• Dataset extract
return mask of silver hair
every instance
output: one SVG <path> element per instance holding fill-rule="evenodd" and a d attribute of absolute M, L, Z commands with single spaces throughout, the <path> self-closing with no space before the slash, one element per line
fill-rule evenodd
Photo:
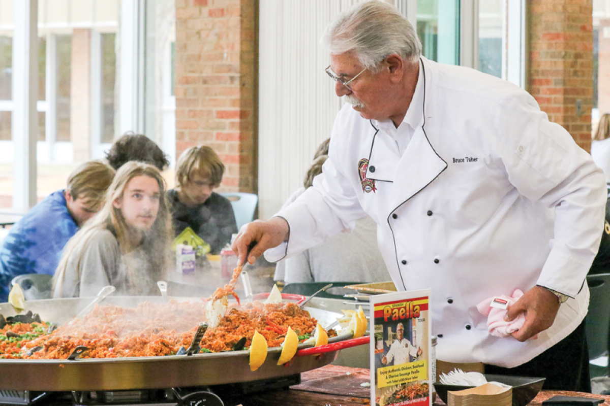
<path fill-rule="evenodd" d="M 341 13 L 326 28 L 322 43 L 331 54 L 353 52 L 373 73 L 389 55 L 417 61 L 422 43 L 413 26 L 398 10 L 378 0 L 356 4 Z"/>

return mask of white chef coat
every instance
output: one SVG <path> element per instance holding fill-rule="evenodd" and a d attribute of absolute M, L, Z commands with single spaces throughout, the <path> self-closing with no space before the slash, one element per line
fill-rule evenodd
<path fill-rule="evenodd" d="M 432 289 L 437 359 L 512 368 L 567 337 L 587 313 L 603 173 L 518 86 L 422 61 L 421 124 L 404 153 L 377 122 L 345 106 L 322 175 L 278 214 L 290 226 L 288 243 L 265 256 L 294 254 L 368 214 L 396 288 Z M 417 108 L 412 103 L 407 116 Z M 553 326 L 525 343 L 490 336 L 476 304 L 536 284 L 571 298 Z"/>
<path fill-rule="evenodd" d="M 396 338 L 390 346 L 390 351 L 386 355 L 388 363 L 394 360 L 395 365 L 401 365 L 409 362 L 409 355 L 413 358 L 417 357 L 417 349 L 411 345 L 411 342 L 405 338 L 400 341 Z"/>

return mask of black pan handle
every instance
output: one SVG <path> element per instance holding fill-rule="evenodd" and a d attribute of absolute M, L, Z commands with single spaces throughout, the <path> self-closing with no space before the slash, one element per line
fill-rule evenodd
<path fill-rule="evenodd" d="M 89 351 L 87 347 L 84 345 L 79 345 L 74 349 L 74 351 L 72 351 L 72 354 L 68 355 L 68 359 L 70 361 L 76 361 L 76 359 L 80 357 L 85 351 Z"/>
<path fill-rule="evenodd" d="M 195 333 L 195 336 L 193 337 L 193 341 L 191 342 L 190 346 L 187 349 L 187 355 L 192 355 L 193 354 L 199 352 L 199 350 L 201 349 L 199 343 L 201 342 L 201 339 L 203 338 L 203 335 L 206 334 L 206 330 L 207 330 L 207 323 L 199 323 L 199 326 L 197 326 L 197 331 Z"/>

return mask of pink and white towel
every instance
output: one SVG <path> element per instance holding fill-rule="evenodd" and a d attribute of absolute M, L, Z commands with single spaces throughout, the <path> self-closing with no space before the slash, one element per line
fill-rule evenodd
<path fill-rule="evenodd" d="M 486 299 L 476 305 L 476 308 L 479 312 L 484 316 L 487 317 L 487 329 L 491 335 L 497 337 L 505 338 L 511 337 L 511 334 L 518 331 L 523 323 L 525 322 L 525 315 L 523 313 L 519 314 L 514 320 L 511 321 L 504 321 L 504 317 L 506 315 L 506 308 L 502 309 L 492 306 L 492 303 L 495 299 L 497 302 L 508 302 L 508 306 L 513 304 L 519 298 L 523 295 L 519 289 L 516 289 L 512 293 L 512 297 L 503 295 L 502 296 L 495 296 L 489 299 Z M 538 338 L 536 334 L 531 337 L 532 340 Z"/>

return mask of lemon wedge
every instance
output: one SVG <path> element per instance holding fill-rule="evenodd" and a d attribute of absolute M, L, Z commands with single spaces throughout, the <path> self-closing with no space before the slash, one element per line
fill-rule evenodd
<path fill-rule="evenodd" d="M 267 304 L 268 303 L 281 303 L 282 294 L 279 293 L 279 289 L 278 289 L 278 285 L 273 285 L 273 288 L 271 290 L 271 293 L 269 293 L 269 297 L 265 301 L 265 304 Z"/>
<path fill-rule="evenodd" d="M 368 324 L 368 322 L 367 321 L 367 316 L 364 314 L 364 310 L 362 310 L 362 306 L 360 306 L 358 309 L 358 317 L 362 322 L 362 334 L 361 335 L 364 335 L 364 333 L 367 332 L 367 326 Z"/>
<path fill-rule="evenodd" d="M 9 303 L 13 305 L 18 310 L 25 309 L 26 296 L 23 295 L 23 290 L 19 284 L 15 284 L 9 293 Z"/>
<path fill-rule="evenodd" d="M 347 329 L 348 331 L 351 331 L 354 333 L 353 338 L 354 338 L 362 337 L 362 334 L 364 334 L 362 331 L 362 321 L 358 317 L 357 313 L 354 313 L 353 315 L 352 315 L 351 320 L 350 320 L 350 324 L 348 324 Z"/>
<path fill-rule="evenodd" d="M 254 331 L 250 345 L 250 370 L 256 371 L 267 359 L 267 340 L 258 331 Z"/>
<path fill-rule="evenodd" d="M 284 339 L 282 343 L 282 353 L 279 354 L 279 359 L 278 360 L 278 365 L 285 364 L 295 356 L 296 354 L 296 347 L 299 345 L 299 337 L 296 333 L 293 331 L 290 327 L 286 332 L 286 338 Z"/>
<path fill-rule="evenodd" d="M 314 346 L 317 347 L 319 345 L 327 344 L 328 344 L 328 334 L 318 323 L 318 325 L 315 326 L 315 345 Z"/>

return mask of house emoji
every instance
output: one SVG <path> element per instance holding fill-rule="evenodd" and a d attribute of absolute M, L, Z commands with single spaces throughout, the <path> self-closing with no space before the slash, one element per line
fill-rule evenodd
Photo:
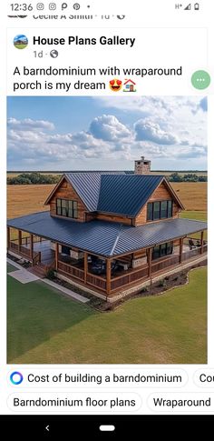
<path fill-rule="evenodd" d="M 123 92 L 136 92 L 136 83 L 132 80 L 125 80 Z"/>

• What is being asked
Please extract the data above line for line, starting from its very first line and stopping after the line that contains "396 338 L 390". Omit the pictures from your copy.

• Reply
return mask of silver hair
every instance
output: one SVG <path> element per instance holding fill-rule="evenodd" and a d attribute of absolute M, L, Z commands with single spaces throughout, the <path> self-closing with no space before the slash, one element per line
fill-rule evenodd
Photo:
<path fill-rule="evenodd" d="M 341 13 L 326 28 L 322 43 L 331 54 L 353 52 L 373 73 L 389 55 L 417 61 L 422 43 L 413 26 L 398 10 L 378 0 L 356 4 Z"/>

return mask of white chef coat
every instance
output: one SVG <path> element per instance holding fill-rule="evenodd" and a d attribute of absolute M, L, Z commands with single spaces throughout, the <path> self-closing with no space before the slash, one element per line
fill-rule evenodd
<path fill-rule="evenodd" d="M 432 289 L 437 359 L 512 368 L 567 337 L 587 313 L 603 173 L 518 86 L 422 61 L 421 124 L 404 153 L 377 122 L 345 106 L 322 175 L 278 214 L 290 226 L 288 243 L 265 256 L 294 254 L 368 214 L 396 288 Z M 417 108 L 412 103 L 407 116 Z M 553 326 L 525 343 L 490 336 L 476 304 L 536 284 L 571 298 Z"/>
<path fill-rule="evenodd" d="M 396 338 L 390 346 L 390 351 L 386 355 L 388 363 L 394 360 L 395 365 L 401 365 L 409 362 L 409 355 L 413 358 L 417 357 L 417 349 L 411 345 L 411 342 L 405 338 L 400 341 Z"/>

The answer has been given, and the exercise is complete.